== WRITTEN PROBLEM ==
Reproduce the listing below line for line without changing a word, and omit the pictures.

Entries from a point annotation set
--- Begin ---

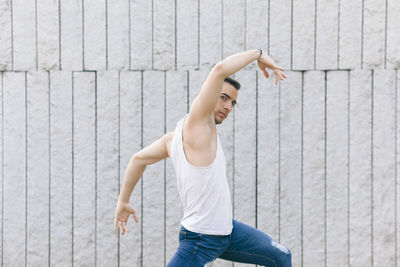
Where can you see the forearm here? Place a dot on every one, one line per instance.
(133, 173)
(236, 62)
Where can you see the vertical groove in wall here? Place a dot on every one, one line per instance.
(362, 35)
(83, 35)
(73, 165)
(26, 171)
(59, 35)
(302, 165)
(348, 168)
(325, 160)
(176, 41)
(119, 155)
(95, 168)
(385, 55)
(280, 164)
(2, 167)
(141, 180)
(315, 34)
(372, 167)
(256, 204)
(36, 38)
(338, 40)
(165, 165)
(49, 140)
(106, 34)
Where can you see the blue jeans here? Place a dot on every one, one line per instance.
(245, 244)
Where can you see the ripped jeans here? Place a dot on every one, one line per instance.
(245, 244)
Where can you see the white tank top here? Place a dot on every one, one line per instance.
(204, 191)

--- End ---

== EXERCISE RESULT ==
Where can you see the forearm here? Place a dot on every one, one line per instance.
(133, 173)
(236, 62)
Where can you see the vertical groove in wall here? Place a dot on every one, one line per instance.
(362, 35)
(83, 35)
(73, 165)
(26, 171)
(59, 35)
(302, 165)
(348, 168)
(325, 160)
(176, 41)
(119, 155)
(95, 168)
(385, 55)
(280, 164)
(2, 167)
(141, 180)
(315, 34)
(372, 167)
(256, 204)
(36, 38)
(338, 40)
(165, 165)
(49, 140)
(106, 34)
Where can you see the blue jeans here? Place a dot on every one, one line per instance.
(245, 244)
Where can you see the ripped jeans here? Place a dot on every one, one line per instance.
(245, 244)
Where can you see the white tank top here? Place a dot on every one, one line per instance.
(204, 191)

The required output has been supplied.